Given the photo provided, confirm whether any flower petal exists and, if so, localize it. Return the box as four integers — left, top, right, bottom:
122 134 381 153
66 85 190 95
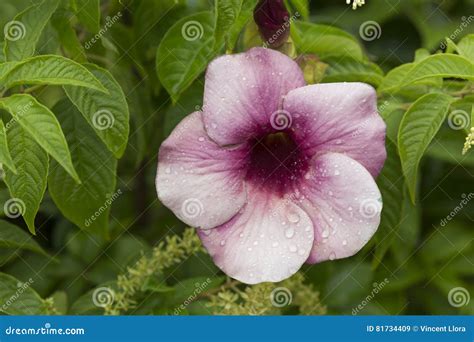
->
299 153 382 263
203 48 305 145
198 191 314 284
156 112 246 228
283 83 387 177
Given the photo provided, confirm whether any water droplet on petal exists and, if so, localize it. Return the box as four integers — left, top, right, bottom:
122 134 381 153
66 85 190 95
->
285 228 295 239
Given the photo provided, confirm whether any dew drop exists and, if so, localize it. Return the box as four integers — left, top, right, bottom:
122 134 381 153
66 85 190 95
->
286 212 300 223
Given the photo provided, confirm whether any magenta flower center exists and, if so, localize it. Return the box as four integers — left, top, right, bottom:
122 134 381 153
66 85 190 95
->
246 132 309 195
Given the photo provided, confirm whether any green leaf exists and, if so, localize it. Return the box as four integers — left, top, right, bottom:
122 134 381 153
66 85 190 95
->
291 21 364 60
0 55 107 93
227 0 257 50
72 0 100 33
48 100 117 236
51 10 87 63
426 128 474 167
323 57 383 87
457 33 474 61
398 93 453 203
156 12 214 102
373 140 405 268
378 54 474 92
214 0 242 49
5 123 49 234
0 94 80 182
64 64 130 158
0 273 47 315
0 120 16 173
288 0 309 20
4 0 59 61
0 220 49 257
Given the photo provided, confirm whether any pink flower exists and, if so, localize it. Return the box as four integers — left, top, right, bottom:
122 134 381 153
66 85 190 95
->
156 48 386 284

---

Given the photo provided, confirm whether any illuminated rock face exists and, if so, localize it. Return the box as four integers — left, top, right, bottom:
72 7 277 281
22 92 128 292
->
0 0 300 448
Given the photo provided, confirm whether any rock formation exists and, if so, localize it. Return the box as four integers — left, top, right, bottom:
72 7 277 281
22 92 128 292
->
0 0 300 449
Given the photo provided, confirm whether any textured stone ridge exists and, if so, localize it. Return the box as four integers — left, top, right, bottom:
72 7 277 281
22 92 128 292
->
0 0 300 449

* * *

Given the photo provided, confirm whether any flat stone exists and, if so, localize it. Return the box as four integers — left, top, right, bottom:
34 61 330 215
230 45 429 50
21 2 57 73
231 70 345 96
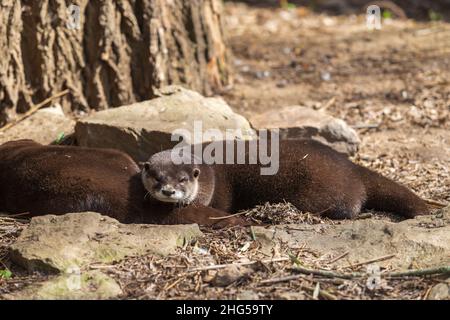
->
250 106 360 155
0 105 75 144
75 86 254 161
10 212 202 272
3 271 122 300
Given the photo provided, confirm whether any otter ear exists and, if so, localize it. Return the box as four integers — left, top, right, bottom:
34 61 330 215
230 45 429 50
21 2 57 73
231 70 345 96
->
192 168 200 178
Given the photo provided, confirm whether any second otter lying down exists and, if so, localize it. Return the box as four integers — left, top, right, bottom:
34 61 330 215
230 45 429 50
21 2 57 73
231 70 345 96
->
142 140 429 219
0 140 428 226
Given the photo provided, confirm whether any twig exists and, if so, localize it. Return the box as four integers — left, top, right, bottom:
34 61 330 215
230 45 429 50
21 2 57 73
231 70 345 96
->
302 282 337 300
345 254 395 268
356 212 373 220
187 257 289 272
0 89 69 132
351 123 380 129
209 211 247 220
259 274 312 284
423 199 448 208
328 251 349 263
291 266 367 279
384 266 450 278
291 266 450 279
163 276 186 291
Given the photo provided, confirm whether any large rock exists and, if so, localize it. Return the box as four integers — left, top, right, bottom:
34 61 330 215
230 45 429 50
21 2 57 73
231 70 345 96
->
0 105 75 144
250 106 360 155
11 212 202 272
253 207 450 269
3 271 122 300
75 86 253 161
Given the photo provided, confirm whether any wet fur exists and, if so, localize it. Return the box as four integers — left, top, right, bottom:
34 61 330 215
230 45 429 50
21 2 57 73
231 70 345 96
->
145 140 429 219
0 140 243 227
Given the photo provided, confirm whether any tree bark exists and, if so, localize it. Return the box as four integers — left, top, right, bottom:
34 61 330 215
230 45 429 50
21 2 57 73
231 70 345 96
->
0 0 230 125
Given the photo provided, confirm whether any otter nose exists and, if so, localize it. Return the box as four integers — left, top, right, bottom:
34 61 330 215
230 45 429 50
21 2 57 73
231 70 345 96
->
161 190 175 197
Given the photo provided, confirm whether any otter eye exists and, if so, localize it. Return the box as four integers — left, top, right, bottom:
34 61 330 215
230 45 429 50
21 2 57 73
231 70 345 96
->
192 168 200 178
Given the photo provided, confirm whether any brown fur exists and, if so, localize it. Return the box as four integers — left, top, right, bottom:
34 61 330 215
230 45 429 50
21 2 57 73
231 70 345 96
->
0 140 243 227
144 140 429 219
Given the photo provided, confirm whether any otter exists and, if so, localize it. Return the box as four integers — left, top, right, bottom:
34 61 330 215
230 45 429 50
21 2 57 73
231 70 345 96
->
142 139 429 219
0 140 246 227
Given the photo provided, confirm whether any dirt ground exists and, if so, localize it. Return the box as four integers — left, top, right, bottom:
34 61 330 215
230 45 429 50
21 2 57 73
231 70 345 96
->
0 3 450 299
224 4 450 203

● Task description: Pull out the stretch of the records above from the line containing "Given the photo provided, confirm whether any pink" through the line containing "156 48 386 284", both lines included, and reproduce it unchanged.

● Solution to the problem:
Given the photo provided, confirm whether any pink flower exists and, if so, localize it. Return the box as four integers — left, top, right, bottom:
122 134 381 153
66 85 190 95
->
156 48 386 284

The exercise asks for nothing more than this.